TEKS BACAAN —
⁂

Kamis, 29 Januari 2009 | 01:05 WIB - Surabaya, Kompas - Menteri Pendidikan Nasional Bambang Sudibyo mengakui perguruan tinggi berstatus badan hukum milik negara "kebablasan" atau kelewatan pada beberapa sisi, terutama pada penerimaan mahasiswa baru. Karena itu, pemerintah mencoba membenahinya.
Bambang mengatakan, perguruan tinggi (PT) badan hukum milik negara (BHMN) antara lain keterlaluan dalam soal mencari dana. Pengelola membuat berbagai jalur baru untuk mendapatkan dana mahasiswa.
"Ini harus dibenahi," ujarnya dalam sosialisasi Undang-Undang Badan Hukum Pendidikan (UU BHP) untuk pengelola dan pimpinan perguruan tinggi swasta di Jawa Timur di Universitas Pembangunan Nasional (UPN) Veteran Surabaya, Rabu (28/1).
Beberapa PT BHMN membuat beberapa nota kesepahaman untuk menambah pendapatan. Namun, pembuatan nota kesepahaman itu tidak diketahui Mendiknas. Padahal, nota kesepahaman seharusnya dibuat oleh Mendiknas.
"Mereka (pengelola PT BHMN) melampaui wewenang saya. Kalau saya mau, itu sebenarnya bisa masuk polisi karena menyalahi aturan," tutur Bambang.
Karena itu, pemerintah berusaha memperbaiki pengelolaan PTN. Perbaikan itu antara lain lewat UU BHP. "Saya menerima banyak protes atas UU ini. Namun, saya selalu menganjurkan agar baca dulu UU ini sebelum protes," tuturnya.
Dalam UU BHP, PTN dan lembaga pendidikan lain harus menjadi lembaga nirlaba. Lembaga tetap boleh berusaha untuk mengembangkan modal. Namun, hasil pengembangan usaha harus dikembalikan untuk pengembangan pendidikan.

⁂

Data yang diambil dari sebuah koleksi
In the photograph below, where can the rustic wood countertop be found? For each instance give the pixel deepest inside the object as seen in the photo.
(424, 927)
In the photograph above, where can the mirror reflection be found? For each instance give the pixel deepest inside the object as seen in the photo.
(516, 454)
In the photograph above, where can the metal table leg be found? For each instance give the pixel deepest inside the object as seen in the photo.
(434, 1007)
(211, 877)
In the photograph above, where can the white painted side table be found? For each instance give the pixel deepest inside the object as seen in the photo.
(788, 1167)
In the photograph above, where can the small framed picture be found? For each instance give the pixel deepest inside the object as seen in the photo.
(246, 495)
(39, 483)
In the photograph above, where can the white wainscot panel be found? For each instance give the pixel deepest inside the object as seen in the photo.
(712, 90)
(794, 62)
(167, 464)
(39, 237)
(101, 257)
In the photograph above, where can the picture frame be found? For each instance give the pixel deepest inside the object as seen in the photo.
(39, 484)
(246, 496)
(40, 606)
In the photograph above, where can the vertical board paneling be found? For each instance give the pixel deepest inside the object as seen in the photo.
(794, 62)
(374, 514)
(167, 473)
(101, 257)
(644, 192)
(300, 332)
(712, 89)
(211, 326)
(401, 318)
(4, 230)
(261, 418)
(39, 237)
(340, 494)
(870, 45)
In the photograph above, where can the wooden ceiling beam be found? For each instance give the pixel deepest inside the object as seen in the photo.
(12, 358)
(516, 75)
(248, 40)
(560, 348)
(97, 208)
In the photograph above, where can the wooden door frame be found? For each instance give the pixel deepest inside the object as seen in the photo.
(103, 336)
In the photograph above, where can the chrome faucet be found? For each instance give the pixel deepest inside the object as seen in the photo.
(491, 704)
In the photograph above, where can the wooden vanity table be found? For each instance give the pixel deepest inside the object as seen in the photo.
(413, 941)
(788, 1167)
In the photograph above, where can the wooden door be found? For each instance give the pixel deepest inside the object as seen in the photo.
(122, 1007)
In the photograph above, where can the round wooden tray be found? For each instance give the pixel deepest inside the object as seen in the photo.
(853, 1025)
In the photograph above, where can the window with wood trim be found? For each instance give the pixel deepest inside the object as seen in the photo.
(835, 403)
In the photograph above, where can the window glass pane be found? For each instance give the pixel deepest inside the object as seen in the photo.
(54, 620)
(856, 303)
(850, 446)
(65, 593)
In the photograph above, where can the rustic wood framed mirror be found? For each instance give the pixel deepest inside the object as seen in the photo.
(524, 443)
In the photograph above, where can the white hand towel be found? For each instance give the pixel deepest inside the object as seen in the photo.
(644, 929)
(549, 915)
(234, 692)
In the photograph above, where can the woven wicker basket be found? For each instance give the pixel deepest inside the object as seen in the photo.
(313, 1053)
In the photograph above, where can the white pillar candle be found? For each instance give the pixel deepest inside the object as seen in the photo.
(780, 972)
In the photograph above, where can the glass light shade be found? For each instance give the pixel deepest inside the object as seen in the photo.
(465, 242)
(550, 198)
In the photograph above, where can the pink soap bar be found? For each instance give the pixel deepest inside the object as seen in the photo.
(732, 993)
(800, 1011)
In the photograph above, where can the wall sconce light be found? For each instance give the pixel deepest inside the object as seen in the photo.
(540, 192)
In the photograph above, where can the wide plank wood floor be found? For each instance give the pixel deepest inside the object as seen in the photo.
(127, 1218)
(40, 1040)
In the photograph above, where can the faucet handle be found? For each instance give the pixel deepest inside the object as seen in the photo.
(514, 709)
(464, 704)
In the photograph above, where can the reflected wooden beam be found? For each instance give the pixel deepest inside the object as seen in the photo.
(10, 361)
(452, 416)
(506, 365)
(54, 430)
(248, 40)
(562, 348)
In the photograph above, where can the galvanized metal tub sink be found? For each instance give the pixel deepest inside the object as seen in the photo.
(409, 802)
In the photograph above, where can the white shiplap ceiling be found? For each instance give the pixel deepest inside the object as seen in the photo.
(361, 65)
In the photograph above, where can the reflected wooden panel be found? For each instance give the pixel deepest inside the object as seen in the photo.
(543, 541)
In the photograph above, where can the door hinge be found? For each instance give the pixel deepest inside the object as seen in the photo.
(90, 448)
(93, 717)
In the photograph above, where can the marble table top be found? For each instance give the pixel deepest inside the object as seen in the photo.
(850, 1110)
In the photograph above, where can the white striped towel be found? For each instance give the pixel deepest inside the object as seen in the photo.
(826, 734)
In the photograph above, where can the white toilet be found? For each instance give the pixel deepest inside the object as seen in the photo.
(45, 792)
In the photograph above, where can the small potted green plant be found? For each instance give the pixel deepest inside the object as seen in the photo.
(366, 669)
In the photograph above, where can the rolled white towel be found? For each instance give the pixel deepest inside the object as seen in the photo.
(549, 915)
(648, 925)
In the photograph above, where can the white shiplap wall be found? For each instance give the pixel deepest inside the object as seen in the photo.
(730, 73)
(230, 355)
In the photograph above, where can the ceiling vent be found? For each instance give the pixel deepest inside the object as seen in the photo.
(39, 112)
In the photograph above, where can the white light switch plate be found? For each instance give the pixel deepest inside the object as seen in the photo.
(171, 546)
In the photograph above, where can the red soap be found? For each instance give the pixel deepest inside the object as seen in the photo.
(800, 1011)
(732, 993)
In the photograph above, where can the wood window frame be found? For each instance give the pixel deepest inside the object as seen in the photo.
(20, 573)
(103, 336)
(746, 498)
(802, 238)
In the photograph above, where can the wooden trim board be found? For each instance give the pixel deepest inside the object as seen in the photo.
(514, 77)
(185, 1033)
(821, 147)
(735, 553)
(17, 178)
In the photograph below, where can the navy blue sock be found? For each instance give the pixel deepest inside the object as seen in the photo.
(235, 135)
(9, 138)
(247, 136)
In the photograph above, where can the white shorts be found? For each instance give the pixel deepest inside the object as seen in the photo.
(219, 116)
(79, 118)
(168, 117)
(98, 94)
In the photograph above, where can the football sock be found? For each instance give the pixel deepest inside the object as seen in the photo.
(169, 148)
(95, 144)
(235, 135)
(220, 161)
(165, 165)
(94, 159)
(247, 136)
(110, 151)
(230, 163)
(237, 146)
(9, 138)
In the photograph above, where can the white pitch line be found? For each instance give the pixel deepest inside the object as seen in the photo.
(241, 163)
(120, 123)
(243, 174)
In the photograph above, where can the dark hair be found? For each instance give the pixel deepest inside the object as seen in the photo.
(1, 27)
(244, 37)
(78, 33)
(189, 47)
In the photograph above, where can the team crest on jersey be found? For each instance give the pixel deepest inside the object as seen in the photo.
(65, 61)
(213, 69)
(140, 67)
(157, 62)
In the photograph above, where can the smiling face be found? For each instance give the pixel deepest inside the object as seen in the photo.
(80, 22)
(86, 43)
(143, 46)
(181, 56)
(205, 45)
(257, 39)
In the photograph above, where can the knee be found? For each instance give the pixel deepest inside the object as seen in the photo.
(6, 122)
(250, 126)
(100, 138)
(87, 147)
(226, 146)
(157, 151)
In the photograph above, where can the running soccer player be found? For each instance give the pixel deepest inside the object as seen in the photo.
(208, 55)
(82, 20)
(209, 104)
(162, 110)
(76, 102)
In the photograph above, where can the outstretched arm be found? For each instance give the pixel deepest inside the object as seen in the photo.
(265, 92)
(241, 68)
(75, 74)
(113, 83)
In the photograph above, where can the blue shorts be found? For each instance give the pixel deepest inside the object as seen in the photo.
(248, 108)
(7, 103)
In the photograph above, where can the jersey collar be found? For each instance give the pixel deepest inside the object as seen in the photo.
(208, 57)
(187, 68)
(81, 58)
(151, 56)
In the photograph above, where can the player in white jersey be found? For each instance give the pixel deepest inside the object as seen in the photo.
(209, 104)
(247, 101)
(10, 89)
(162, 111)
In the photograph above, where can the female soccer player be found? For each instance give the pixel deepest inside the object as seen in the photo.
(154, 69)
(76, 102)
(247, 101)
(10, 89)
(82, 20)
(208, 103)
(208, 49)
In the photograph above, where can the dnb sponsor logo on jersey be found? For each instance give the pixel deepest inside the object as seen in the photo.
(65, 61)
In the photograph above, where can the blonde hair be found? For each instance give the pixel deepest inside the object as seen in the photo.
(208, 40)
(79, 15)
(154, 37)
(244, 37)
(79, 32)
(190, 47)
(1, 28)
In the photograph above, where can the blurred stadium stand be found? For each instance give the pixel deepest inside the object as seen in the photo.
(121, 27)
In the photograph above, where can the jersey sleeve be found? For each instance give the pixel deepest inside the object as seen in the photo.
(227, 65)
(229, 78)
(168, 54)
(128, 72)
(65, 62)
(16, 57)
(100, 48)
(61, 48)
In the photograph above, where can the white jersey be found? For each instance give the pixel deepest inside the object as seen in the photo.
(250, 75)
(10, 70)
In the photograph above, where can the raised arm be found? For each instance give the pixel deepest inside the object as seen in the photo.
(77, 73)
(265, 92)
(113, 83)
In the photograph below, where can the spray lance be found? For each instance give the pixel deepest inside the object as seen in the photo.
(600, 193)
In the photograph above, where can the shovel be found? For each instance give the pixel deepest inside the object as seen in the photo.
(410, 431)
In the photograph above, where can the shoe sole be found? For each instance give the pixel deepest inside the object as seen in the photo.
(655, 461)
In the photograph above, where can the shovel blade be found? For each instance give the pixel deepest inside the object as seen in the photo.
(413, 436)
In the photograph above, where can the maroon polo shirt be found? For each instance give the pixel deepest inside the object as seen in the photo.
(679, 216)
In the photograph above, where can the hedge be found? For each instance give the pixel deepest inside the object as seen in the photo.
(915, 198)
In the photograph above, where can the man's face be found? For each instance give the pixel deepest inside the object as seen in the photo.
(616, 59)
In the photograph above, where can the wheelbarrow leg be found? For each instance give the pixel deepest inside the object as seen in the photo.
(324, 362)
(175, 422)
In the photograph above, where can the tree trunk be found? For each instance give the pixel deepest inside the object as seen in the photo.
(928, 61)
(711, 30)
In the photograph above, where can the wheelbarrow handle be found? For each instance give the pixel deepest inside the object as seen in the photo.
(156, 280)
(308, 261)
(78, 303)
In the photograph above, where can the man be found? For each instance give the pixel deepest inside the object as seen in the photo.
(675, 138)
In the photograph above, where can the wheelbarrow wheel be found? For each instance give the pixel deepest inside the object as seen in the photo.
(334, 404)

⁂

TUGAS —
Ketik ulang seluruh berita tentang perguruan tinggi BHMN itu tanpa mengubah satu kata atau tanda baca pun. Catatan di atas tidak diperlukan untuk mengerjakan apa pun.

HASIL —
Kamis, 29 Januari 2009 | 01:05 WIB - Surabaya, Kompas - Menteri Pendidikan Nasional Bambang Sudibyo mengakui perguruan tinggi berstatus badan hukum milik negara "kebablasan" atau kelewatan pada beberapa sisi, terutama pada penerimaan mahasiswa baru. Karena itu, pemerintah mencoba membenahinya.
Bambang mengatakan, perguruan tinggi (PT) badan hukum milik negara (BHMN) antara lain keterlaluan dalam soal mencari dana. Pengelola membuat berbagai jalur baru untuk mendapatkan dana mahasiswa.
"Ini harus dibenahi," ujarnya dalam sosialisasi Undang-Undang Badan Hukum Pendidikan (UU BHP) untuk pengelola dan pimpinan perguruan tinggi swasta di Jawa Timur di Universitas Pembangunan Nasional (UPN) Veteran Surabaya, Rabu (28/1).
Beberapa PT BHMN membuat beberapa nota kesepahaman untuk menambah pendapatan. Namun, pembuatan nota kesepahaman itu tidak diketahui Mendiknas. Padahal, nota kesepahaman seharusnya dibuat oleh Mendiknas.
"Mereka (pengelola PT BHMN) melampaui wewenang saya. Kalau saya mau, itu sebenarnya bisa masuk polisi karena menyalahi aturan," tutur Bambang.
Karena itu, pemerintah berusaha memperbaiki pengelolaan PTN. Perbaikan itu antara lain lewat UU BHP. "Saya menerima banyak protes atas UU ini. Namun, saya selalu menganjurkan agar baca dulu UU ini sebelum protes," tuturnya.
Dalam UU BHP, PTN dan lembaga pendidikan lain harus menjadi lembaga nirlaba. Lembaga tetap boleh berusaha untuk mengembangkan modal. Namun, hasil pengembangan usaha harus dikembalikan untuk pengembangan pendidikan.